- Your goal -
Pull every line that holds the word "below" from the entries.

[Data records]
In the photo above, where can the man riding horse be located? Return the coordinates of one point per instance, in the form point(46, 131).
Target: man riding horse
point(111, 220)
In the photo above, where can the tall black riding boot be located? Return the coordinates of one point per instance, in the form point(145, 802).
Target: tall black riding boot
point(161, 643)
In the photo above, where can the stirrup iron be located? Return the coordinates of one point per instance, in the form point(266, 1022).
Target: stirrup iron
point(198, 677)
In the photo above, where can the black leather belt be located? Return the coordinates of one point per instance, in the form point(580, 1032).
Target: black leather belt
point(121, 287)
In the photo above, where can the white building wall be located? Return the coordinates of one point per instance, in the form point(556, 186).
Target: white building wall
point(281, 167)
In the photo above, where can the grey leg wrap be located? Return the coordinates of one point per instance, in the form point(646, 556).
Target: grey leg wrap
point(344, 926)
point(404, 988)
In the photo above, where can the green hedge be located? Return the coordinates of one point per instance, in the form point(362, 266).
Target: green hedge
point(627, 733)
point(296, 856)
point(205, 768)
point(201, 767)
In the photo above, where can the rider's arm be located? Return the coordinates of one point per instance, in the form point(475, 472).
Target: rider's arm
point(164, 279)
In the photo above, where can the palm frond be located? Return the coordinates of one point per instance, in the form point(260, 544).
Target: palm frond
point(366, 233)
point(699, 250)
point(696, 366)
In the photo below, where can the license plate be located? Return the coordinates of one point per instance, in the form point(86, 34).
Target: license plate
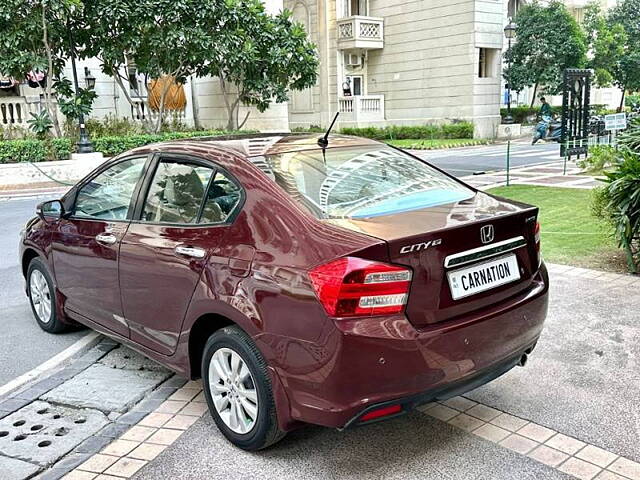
point(484, 276)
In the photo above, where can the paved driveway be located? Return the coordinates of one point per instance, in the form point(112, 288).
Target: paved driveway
point(461, 162)
point(582, 381)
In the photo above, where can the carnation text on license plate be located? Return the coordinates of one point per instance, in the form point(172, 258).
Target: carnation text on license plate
point(484, 276)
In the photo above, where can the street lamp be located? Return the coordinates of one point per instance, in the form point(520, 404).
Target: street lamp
point(84, 144)
point(510, 34)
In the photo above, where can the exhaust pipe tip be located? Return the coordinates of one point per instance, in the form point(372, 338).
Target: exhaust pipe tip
point(523, 360)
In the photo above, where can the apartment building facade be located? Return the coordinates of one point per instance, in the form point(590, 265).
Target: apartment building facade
point(399, 62)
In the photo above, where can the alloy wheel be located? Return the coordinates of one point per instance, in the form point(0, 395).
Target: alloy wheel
point(233, 390)
point(40, 296)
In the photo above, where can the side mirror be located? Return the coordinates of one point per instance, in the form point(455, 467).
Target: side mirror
point(50, 211)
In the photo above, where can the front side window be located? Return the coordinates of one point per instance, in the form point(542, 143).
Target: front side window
point(108, 195)
point(222, 198)
point(176, 193)
point(361, 182)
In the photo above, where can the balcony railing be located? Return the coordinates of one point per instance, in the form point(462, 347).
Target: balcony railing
point(361, 108)
point(14, 112)
point(358, 32)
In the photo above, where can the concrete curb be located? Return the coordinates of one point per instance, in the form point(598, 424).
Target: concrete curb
point(85, 343)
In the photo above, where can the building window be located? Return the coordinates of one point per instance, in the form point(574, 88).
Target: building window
point(355, 7)
point(514, 6)
point(486, 62)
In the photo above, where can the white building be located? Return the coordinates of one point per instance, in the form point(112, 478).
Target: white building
point(392, 62)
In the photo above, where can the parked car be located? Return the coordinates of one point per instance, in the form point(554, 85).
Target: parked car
point(336, 285)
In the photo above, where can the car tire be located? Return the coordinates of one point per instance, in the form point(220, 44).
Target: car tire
point(236, 393)
point(42, 298)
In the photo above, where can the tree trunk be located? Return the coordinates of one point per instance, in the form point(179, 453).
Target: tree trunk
point(535, 92)
point(51, 109)
point(135, 105)
point(621, 108)
point(232, 119)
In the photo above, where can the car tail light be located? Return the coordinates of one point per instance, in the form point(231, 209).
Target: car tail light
point(352, 287)
point(536, 238)
point(381, 412)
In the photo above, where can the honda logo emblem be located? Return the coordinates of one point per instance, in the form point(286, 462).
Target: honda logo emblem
point(487, 234)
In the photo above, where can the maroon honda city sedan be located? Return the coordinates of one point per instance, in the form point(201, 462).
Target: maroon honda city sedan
point(334, 283)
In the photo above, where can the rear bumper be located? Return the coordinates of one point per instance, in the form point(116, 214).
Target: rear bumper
point(367, 363)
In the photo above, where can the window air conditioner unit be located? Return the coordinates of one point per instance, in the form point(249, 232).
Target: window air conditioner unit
point(352, 60)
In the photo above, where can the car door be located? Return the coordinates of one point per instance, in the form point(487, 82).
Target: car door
point(185, 212)
point(86, 245)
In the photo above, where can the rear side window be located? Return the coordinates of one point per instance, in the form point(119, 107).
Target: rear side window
point(176, 193)
point(361, 182)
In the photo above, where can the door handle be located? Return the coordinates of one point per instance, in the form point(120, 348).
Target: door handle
point(190, 252)
point(106, 238)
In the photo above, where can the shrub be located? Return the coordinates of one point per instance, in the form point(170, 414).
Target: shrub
point(32, 150)
point(29, 150)
point(601, 157)
point(622, 206)
point(419, 132)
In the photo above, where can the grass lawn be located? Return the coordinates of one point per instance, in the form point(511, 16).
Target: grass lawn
point(427, 144)
point(571, 235)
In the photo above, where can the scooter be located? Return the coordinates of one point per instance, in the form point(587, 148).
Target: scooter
point(548, 129)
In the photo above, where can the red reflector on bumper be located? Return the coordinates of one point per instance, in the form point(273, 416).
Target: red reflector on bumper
point(382, 412)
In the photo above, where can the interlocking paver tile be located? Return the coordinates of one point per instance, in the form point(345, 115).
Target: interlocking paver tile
point(596, 455)
point(565, 443)
point(491, 433)
point(519, 444)
point(483, 412)
point(580, 469)
point(509, 422)
point(548, 456)
point(466, 422)
point(536, 432)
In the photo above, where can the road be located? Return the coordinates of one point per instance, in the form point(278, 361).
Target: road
point(23, 346)
point(461, 162)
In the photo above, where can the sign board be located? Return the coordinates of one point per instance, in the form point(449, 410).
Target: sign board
point(616, 121)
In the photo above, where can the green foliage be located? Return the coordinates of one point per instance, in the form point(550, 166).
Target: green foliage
point(40, 124)
point(630, 139)
point(30, 150)
point(33, 150)
point(622, 194)
point(614, 40)
point(395, 132)
point(632, 100)
point(549, 40)
point(73, 105)
point(110, 146)
point(258, 57)
point(601, 158)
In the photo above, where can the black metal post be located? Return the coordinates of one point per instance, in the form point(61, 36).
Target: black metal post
point(509, 118)
point(84, 143)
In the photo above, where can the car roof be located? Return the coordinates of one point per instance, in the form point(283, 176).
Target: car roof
point(255, 145)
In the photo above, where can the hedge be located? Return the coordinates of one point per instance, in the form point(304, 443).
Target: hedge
point(32, 150)
point(430, 132)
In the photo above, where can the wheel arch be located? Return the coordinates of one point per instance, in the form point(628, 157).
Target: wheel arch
point(27, 256)
point(204, 326)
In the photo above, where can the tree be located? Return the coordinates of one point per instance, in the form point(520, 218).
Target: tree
point(259, 59)
point(33, 38)
point(168, 38)
point(614, 42)
point(548, 41)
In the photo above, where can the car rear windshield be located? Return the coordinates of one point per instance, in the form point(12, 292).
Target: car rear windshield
point(360, 182)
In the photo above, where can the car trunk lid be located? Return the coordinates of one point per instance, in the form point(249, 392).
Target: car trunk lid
point(438, 241)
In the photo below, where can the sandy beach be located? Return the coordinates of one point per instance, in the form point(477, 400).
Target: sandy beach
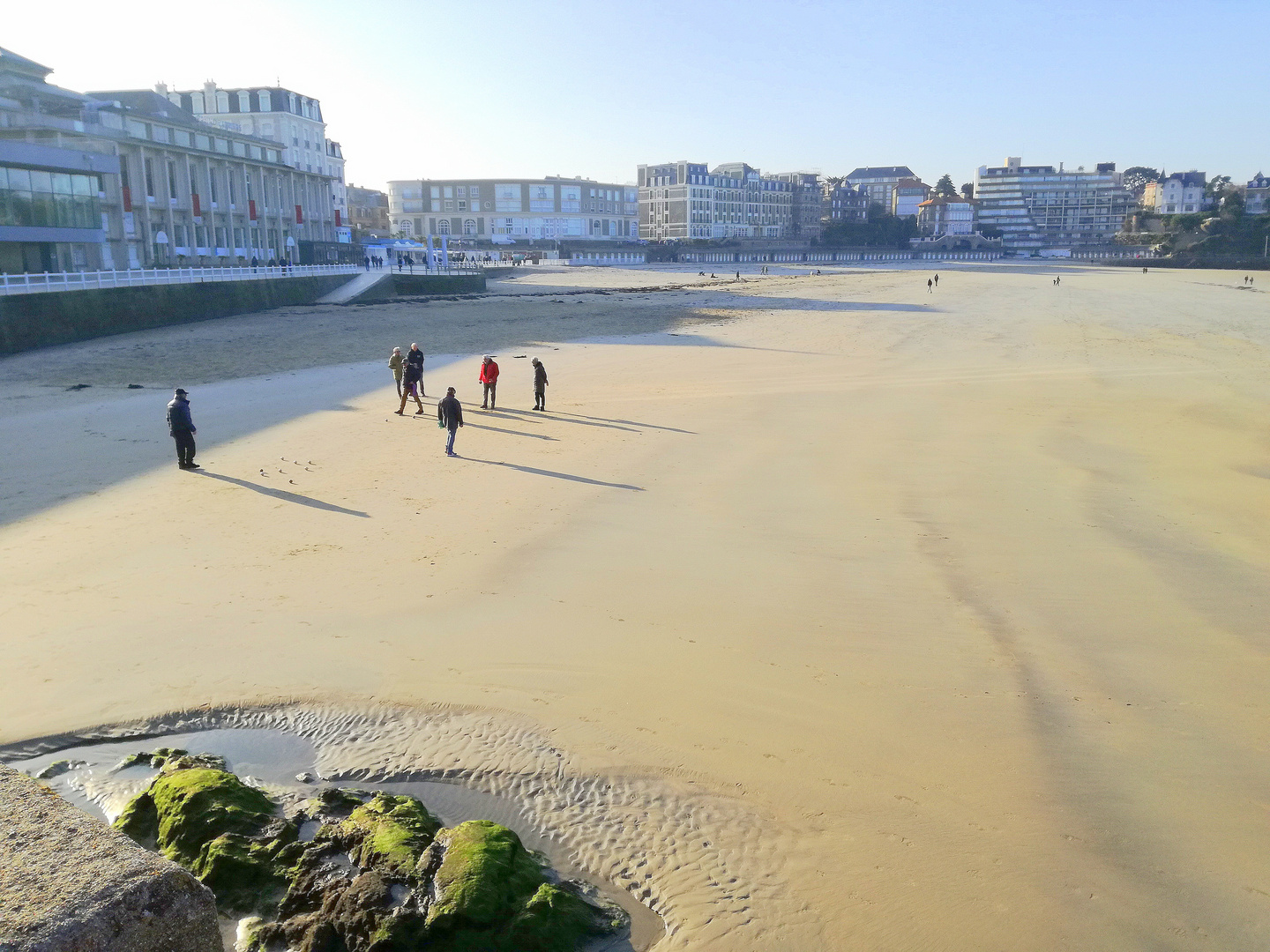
point(818, 612)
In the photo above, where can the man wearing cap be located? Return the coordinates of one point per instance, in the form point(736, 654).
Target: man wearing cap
point(489, 378)
point(450, 417)
point(181, 426)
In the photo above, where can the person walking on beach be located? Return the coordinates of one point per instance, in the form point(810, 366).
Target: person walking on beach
point(181, 426)
point(489, 380)
point(540, 385)
point(450, 417)
point(415, 358)
point(395, 363)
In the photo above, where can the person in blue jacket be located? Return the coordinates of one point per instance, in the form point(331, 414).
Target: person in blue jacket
point(181, 426)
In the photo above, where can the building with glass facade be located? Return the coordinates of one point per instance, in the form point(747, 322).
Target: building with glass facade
point(1038, 206)
point(498, 210)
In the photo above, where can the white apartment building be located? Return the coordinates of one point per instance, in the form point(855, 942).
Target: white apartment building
point(687, 201)
point(497, 210)
point(1180, 193)
point(286, 117)
point(1036, 206)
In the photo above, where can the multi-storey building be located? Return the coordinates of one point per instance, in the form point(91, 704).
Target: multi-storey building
point(1177, 195)
point(169, 188)
point(1036, 206)
point(1256, 195)
point(879, 182)
point(843, 204)
point(952, 215)
point(687, 201)
point(808, 206)
point(286, 117)
point(907, 196)
point(496, 210)
point(369, 211)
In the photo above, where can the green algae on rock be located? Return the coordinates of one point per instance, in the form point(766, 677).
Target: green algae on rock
point(380, 874)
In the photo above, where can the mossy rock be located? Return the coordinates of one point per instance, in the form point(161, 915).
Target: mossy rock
point(556, 920)
point(484, 879)
point(140, 820)
point(389, 833)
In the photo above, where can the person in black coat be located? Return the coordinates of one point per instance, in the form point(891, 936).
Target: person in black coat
point(450, 415)
point(181, 426)
point(540, 385)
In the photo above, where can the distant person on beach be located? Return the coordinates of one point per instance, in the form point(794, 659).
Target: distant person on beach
point(181, 426)
point(540, 385)
point(450, 417)
point(415, 358)
point(412, 383)
point(489, 380)
point(395, 363)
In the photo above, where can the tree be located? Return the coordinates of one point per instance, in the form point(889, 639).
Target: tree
point(1138, 176)
point(1217, 188)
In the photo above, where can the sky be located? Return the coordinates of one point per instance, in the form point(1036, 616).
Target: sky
point(594, 88)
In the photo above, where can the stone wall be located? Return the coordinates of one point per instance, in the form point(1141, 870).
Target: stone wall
point(28, 322)
point(71, 883)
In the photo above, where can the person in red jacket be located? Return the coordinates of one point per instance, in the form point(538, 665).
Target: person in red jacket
point(489, 377)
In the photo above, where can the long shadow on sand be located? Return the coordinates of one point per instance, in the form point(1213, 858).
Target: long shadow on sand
point(556, 475)
point(283, 495)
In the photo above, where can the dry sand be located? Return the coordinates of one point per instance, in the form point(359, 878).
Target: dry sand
point(850, 617)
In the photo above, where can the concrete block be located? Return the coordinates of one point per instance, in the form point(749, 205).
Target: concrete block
point(71, 883)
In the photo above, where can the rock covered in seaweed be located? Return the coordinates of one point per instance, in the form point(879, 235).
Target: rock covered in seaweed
point(378, 874)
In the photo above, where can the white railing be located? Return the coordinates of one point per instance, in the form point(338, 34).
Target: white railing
point(136, 277)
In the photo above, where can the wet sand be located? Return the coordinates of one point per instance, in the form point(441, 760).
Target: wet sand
point(863, 617)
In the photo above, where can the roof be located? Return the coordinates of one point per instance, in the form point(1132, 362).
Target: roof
point(949, 199)
point(20, 63)
point(883, 172)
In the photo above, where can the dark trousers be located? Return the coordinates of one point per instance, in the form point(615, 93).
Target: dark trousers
point(184, 447)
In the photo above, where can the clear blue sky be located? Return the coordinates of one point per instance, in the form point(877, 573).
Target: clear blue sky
point(418, 89)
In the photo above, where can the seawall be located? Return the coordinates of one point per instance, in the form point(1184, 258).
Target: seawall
point(28, 322)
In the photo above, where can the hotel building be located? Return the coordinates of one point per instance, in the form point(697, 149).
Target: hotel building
point(493, 210)
point(687, 201)
point(1036, 206)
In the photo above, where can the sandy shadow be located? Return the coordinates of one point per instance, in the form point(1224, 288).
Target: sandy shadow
point(557, 475)
point(283, 495)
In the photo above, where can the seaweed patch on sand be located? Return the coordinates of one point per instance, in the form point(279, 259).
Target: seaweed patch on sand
point(678, 859)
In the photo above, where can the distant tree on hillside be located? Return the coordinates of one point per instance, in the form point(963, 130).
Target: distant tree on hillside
point(1138, 175)
point(1217, 188)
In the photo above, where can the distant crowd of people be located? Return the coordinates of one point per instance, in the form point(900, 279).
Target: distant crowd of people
point(407, 372)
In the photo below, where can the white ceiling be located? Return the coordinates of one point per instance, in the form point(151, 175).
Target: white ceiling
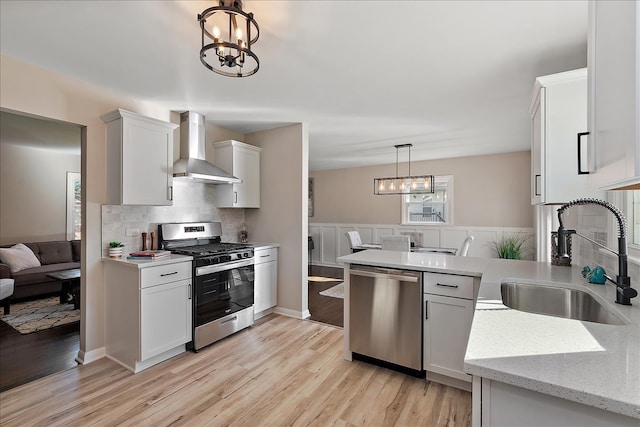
point(453, 78)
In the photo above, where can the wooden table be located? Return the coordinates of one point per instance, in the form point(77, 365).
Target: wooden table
point(70, 285)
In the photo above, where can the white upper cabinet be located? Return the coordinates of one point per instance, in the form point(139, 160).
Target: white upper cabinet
point(614, 92)
point(559, 164)
point(139, 159)
point(242, 161)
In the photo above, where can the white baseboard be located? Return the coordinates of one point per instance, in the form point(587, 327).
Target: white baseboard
point(292, 313)
point(85, 357)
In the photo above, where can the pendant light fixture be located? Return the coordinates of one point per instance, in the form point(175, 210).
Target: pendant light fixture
point(227, 36)
point(417, 184)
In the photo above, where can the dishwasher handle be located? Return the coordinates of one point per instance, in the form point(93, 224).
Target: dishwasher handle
point(387, 274)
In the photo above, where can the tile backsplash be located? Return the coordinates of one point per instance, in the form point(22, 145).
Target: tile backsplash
point(192, 202)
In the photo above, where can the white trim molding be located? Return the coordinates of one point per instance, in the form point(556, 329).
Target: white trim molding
point(330, 241)
point(85, 357)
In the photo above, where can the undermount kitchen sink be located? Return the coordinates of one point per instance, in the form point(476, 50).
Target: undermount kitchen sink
point(556, 301)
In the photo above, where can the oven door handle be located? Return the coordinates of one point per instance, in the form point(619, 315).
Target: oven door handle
point(208, 269)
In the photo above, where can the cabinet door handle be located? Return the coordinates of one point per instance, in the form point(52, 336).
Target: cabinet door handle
point(168, 274)
point(444, 285)
point(580, 171)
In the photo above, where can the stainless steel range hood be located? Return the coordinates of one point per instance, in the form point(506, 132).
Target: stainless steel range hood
point(192, 164)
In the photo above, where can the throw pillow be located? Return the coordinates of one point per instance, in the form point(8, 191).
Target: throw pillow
point(18, 257)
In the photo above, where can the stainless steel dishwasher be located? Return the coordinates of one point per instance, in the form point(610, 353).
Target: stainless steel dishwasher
point(385, 315)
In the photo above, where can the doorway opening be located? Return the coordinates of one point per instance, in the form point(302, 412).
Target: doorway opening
point(42, 193)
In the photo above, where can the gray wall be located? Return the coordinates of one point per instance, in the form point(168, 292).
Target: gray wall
point(489, 191)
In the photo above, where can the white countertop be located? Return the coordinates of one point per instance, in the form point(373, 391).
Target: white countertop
point(586, 362)
point(418, 261)
point(134, 263)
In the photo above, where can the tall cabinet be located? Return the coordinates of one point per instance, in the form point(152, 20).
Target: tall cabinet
point(242, 161)
point(559, 162)
point(139, 159)
point(614, 92)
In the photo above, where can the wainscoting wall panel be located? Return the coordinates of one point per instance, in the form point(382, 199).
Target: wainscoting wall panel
point(330, 239)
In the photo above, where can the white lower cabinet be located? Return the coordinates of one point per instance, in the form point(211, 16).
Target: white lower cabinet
point(148, 312)
point(448, 304)
point(497, 404)
point(265, 294)
point(165, 319)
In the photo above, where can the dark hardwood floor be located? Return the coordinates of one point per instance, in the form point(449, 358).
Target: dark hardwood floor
point(325, 309)
point(24, 358)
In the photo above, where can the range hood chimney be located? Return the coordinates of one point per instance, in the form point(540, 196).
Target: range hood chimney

- Finished exercise -
In the photo below, where can the license plate be located? Return the coordinates of one point per instance, in the form point(86, 34).
In the photo below, where can the sandy beach be located? Return the coordinates of one point per instance, in the form point(477, 400).
In the photo below, where can the white ceiling be located? Return the coordinates of one point per instance, in the form point(151, 175).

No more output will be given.